╭──
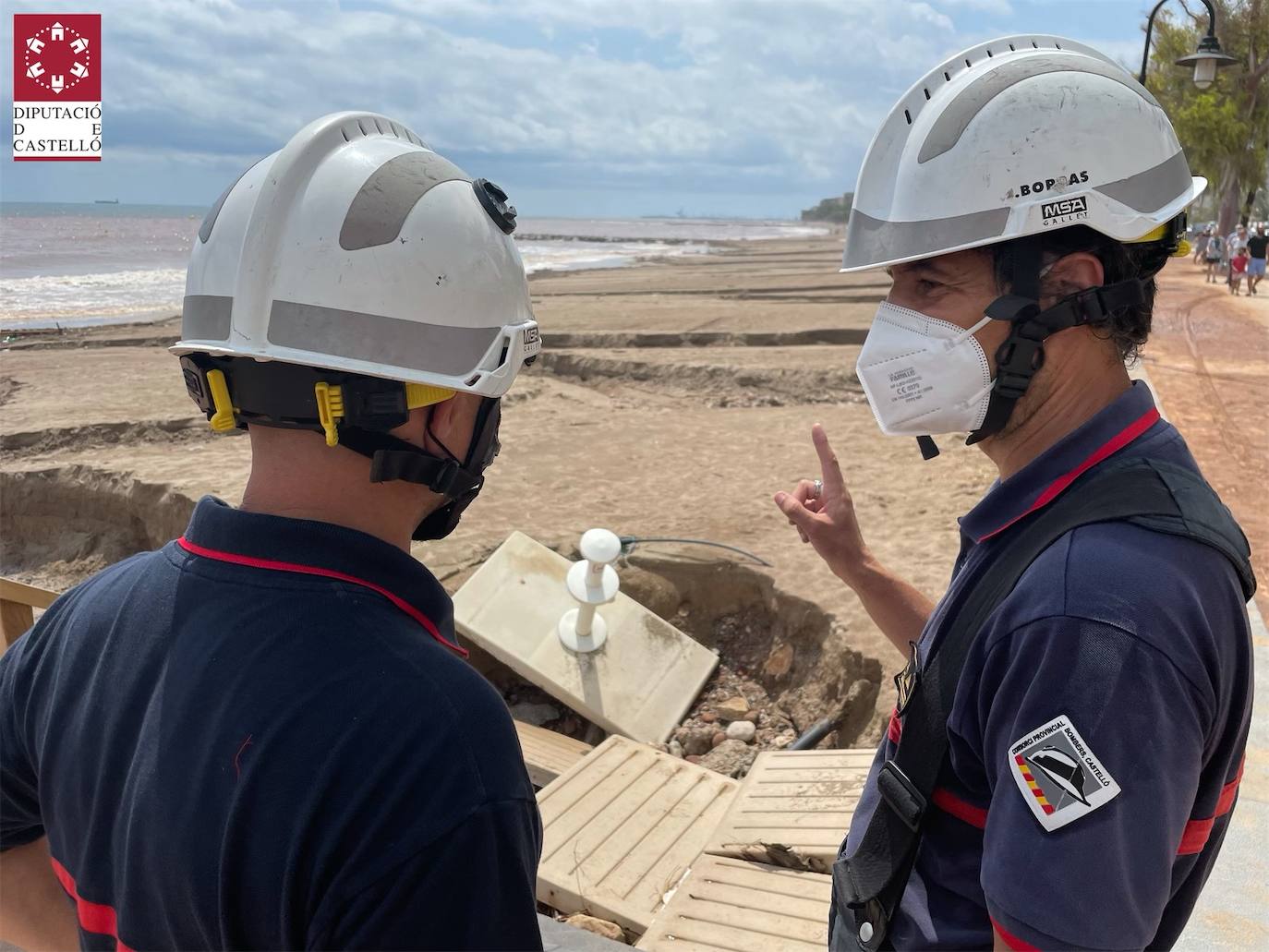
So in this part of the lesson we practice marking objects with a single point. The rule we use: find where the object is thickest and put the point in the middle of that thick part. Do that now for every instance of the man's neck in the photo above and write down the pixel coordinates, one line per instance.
(296, 505)
(297, 477)
(1044, 416)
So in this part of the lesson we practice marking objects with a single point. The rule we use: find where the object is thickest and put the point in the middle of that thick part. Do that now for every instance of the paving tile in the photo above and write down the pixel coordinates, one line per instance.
(622, 826)
(797, 799)
(732, 904)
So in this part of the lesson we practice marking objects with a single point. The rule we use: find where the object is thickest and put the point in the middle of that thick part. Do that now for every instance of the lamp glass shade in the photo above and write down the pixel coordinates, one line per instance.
(1204, 73)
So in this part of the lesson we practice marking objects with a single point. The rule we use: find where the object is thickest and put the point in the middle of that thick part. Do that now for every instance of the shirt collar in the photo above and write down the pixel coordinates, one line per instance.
(1045, 477)
(305, 546)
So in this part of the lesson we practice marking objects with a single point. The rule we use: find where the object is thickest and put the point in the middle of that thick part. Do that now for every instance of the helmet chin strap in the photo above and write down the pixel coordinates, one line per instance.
(1021, 355)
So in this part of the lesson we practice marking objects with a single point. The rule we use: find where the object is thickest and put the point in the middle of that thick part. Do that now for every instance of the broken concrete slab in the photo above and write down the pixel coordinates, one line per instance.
(731, 904)
(547, 754)
(622, 826)
(800, 801)
(561, 937)
(640, 683)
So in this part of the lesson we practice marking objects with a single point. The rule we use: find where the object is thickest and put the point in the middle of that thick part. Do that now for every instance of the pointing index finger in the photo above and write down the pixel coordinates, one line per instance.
(828, 466)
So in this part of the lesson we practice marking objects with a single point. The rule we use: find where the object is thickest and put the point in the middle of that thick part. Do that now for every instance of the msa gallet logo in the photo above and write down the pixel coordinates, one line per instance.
(1065, 211)
(1039, 187)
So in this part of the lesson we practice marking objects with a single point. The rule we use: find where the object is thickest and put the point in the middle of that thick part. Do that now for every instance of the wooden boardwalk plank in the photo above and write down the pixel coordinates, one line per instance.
(731, 904)
(622, 826)
(798, 799)
(547, 754)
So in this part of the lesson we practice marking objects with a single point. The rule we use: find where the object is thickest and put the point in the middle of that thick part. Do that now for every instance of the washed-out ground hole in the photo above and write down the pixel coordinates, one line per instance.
(784, 664)
(783, 661)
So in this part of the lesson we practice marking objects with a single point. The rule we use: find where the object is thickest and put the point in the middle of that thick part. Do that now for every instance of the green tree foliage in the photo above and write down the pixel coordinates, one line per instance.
╰──
→ **What you should do**
Lay out the lines above as a Markdown table with the columns No and Line, numbering each row and leaving out blank lines and the pictures.

→ **Problem solution**
| No | Line |
|---|---|
| 1 | So in this part of the lesson we practice marking objects with a single point. The rule we use: find where the object is thickest and put the point in the middle of that thick part. Do that now for every instance of the man's neck in the photo above and write down the pixel coordinates, one line per instance. |
| 2 | (296, 505) |
| 3 | (297, 477) |
| 4 | (1044, 416) |
| 5 | So in this part of the lesson we practice marking objects with a single point. The rule we use: find where the object is thickest and put the point in the middle of that thick part. Do that now for every instance of the paving tile in the photo above and write down the pixel coordinates, one line per instance. |
| 6 | (622, 826) |
| 7 | (797, 799) |
| 8 | (732, 904) |
| 9 | So in this part of the lesson we practice marking objects with a single point. The rule we use: find where the object is thickest and put the point in the middle of that thick part. Do that now for every instance of the lamp glass shade in the photo above and write down the pixel coordinates, one line per instance. |
| 10 | (1204, 73) |
| 11 | So in this part of the lesson we practice marking objects with a single point. The rule we use: find where the object is thickest and put the point in the middle of that thick part. Do that now for every instance of the shirt collar in the photo above and write down the pixel coordinates, one line per instance. |
| 12 | (1045, 477) |
| 13 | (305, 546) |
| 14 | So in this part of the lesson we practice marking objects with a single point. The rule we use: find where the object is thickest and put the point in the middle of that thick part. Do that now for every instance of the helmet chin strap in the photo above and write down the pixel coordinates, one line per instance. |
| 15 | (1021, 355) |
| 16 | So in this part of the lesson we practice marking objects with a single point. The rule we use: find where the object is thickest and put the point in the middle of that thick part. Do that now for every instance of the broken concrete slab in the photo above and write down the pixel coordinates, one line per instance. |
| 17 | (731, 904) |
| 18 | (547, 754) |
| 19 | (622, 826) |
| 20 | (800, 801) |
| 21 | (561, 937) |
| 22 | (640, 683) |
| 23 | So in this part of the lesson we practice marking objects with a single point. The rule we use: find where the object is thickest and put the point in the middle of that thick part. Do that now for every instance of the pointing index finger in the photo above and write down the pixel coordinates, one line per instance. |
| 24 | (828, 466) |
| 25 | So in this part of the lesson we practice marking objects with a single point. The rule we use: find where the object is thickest and put the point in the middle of that thick part. Do that now for every instance of the msa gallet logo in the photo above and write down the pixel coordinates, one line per instance. |
| 26 | (1065, 211) |
| 27 | (1039, 187) |
| 28 | So in this part of the lesson we practice marking objects with a single point. The rule we use: find where the object is thickest and put the point in the middle of that thick part. Do that now for every instance of the wooden boardwalk plank in the photo above and write down the pixel coordinates, one line per instance. |
| 29 | (731, 904) |
| 30 | (622, 826) |
| 31 | (798, 799) |
| 32 | (547, 754) |
| 33 | So in this part of the lesson we practice marking objects with a single point. The rule we use: find where the object is thickest and put the point in the middle of that thick part. Do that now for every instance of the washed-out ground hole in the photo above and write down the pixel coordinates, one line per instance. |
| 34 | (784, 664) |
| 35 | (783, 661) |
| 36 | So in this part of the lesson we practice marking objects with a single point. The rule we use: find where the object is thickest and put the point in the middle of that thick part. Do that now for every instance of the green tree foliage in the photo above and write down the pixel coordinates, one line per instance. |